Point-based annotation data

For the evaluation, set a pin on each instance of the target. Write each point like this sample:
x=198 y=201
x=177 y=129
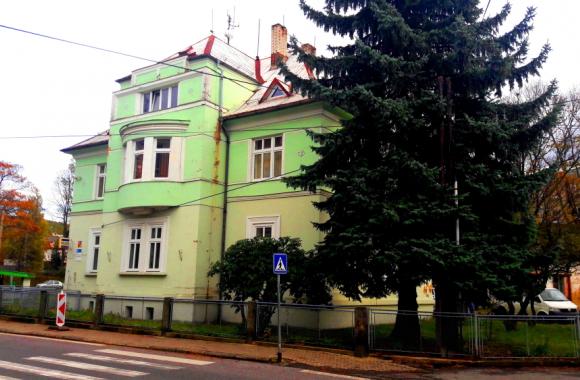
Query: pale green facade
x=172 y=211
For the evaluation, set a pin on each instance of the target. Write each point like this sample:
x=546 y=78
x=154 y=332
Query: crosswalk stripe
x=333 y=375
x=172 y=359
x=66 y=341
x=44 y=371
x=89 y=367
x=111 y=359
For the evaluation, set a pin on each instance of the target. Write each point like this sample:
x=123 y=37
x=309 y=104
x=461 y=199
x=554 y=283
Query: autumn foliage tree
x=23 y=229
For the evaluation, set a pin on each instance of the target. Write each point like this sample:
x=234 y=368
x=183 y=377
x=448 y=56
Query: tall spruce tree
x=423 y=81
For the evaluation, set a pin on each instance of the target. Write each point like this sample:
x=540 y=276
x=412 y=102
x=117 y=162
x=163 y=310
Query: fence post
x=476 y=335
x=99 y=309
x=361 y=331
x=251 y=321
x=42 y=305
x=167 y=315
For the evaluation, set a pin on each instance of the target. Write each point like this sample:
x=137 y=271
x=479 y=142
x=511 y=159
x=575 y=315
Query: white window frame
x=149 y=152
x=98 y=176
x=272 y=150
x=91 y=253
x=254 y=222
x=161 y=150
x=145 y=241
x=169 y=98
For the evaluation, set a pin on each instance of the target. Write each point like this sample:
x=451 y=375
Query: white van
x=550 y=302
x=553 y=302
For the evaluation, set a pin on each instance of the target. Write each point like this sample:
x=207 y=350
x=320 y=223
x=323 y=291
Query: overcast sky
x=52 y=88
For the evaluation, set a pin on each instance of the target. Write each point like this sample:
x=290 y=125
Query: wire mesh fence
x=306 y=324
x=211 y=318
x=513 y=336
x=475 y=335
x=416 y=332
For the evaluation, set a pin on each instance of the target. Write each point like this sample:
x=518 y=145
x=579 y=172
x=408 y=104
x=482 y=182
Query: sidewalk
x=316 y=360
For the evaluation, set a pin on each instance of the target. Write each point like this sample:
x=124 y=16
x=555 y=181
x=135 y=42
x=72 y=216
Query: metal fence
x=386 y=335
x=501 y=336
x=474 y=335
x=477 y=335
x=209 y=317
x=306 y=324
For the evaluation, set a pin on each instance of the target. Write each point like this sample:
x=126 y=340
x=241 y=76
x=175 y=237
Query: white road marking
x=45 y=372
x=172 y=359
x=111 y=359
x=335 y=375
x=54 y=339
x=89 y=367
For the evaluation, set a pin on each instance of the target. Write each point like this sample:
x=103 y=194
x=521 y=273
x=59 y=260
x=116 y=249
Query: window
x=145 y=247
x=94 y=250
x=267 y=157
x=160 y=99
x=149 y=313
x=263 y=226
x=100 y=182
x=134 y=248
x=153 y=158
x=162 y=150
x=155 y=247
x=277 y=92
x=138 y=158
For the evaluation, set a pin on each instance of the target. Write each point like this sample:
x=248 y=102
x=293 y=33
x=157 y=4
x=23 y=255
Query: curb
x=214 y=354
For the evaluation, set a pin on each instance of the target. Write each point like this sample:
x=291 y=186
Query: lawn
x=526 y=340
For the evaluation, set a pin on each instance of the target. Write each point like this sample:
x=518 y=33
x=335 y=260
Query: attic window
x=277 y=92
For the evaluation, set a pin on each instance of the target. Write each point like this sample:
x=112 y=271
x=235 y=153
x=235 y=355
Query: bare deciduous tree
x=63 y=193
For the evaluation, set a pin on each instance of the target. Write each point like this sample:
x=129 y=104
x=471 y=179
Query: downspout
x=226 y=174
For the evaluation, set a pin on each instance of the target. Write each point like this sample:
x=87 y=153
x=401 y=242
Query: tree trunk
x=447 y=326
x=407 y=331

### Exercise aim
Rewrite every line from the first one through the line containing "x=316 y=360", inclusive, swapping "Query" for "Label" and leaving the pictures out.

### The result
For the evaluation, set a pin on each instance of the target. Write each point like this sample:
x=198 y=201
x=177 y=129
Label: pale green facade
x=172 y=211
For the evaluation, set a pin on each instance of the target. Write each point like this sample:
x=546 y=78
x=154 y=332
Label: crosswalk stripe
x=333 y=375
x=172 y=359
x=66 y=341
x=44 y=371
x=89 y=367
x=111 y=359
For the evaluation, set a pin on each instance of the target. Write each point like this sample:
x=123 y=37
x=309 y=104
x=461 y=199
x=554 y=283
Label: autumn foliage tree
x=23 y=229
For the evaluation, set a pin on each instance of the target. Write each point like this sample:
x=234 y=368
x=183 y=377
x=448 y=56
Label: tall spruce tree
x=423 y=81
For the evaluation, set a pin on each instance of the target. Write each point like this sample:
x=540 y=276
x=412 y=102
x=117 y=162
x=163 y=310
Label: fence post
x=476 y=335
x=99 y=309
x=361 y=331
x=251 y=321
x=42 y=305
x=167 y=315
For the evaluation, set a pin on each instance of the target. Write each point like this sample:
x=137 y=271
x=479 y=142
x=511 y=159
x=575 y=315
Label: white window frame
x=149 y=152
x=98 y=176
x=272 y=150
x=91 y=253
x=254 y=222
x=161 y=150
x=145 y=241
x=169 y=98
For the evaluation, set a pin on each instance of the target. Write each point like this sample:
x=451 y=375
Label: white van
x=550 y=302
x=553 y=302
For the evaluation, set a pin on each instance of the target. Write each point like this sample:
x=207 y=350
x=320 y=223
x=323 y=291
Label: overcast sky
x=52 y=88
For the evaluation, set a pin on each instance of the target. Write each point like this sample:
x=290 y=125
Label: wire mesh fence
x=306 y=324
x=211 y=318
x=513 y=336
x=475 y=335
x=416 y=332
For the evaluation, set a pin on each instance of the target. Write each point like this sample:
x=518 y=145
x=579 y=172
x=408 y=104
x=482 y=182
Label: sidewalk
x=316 y=360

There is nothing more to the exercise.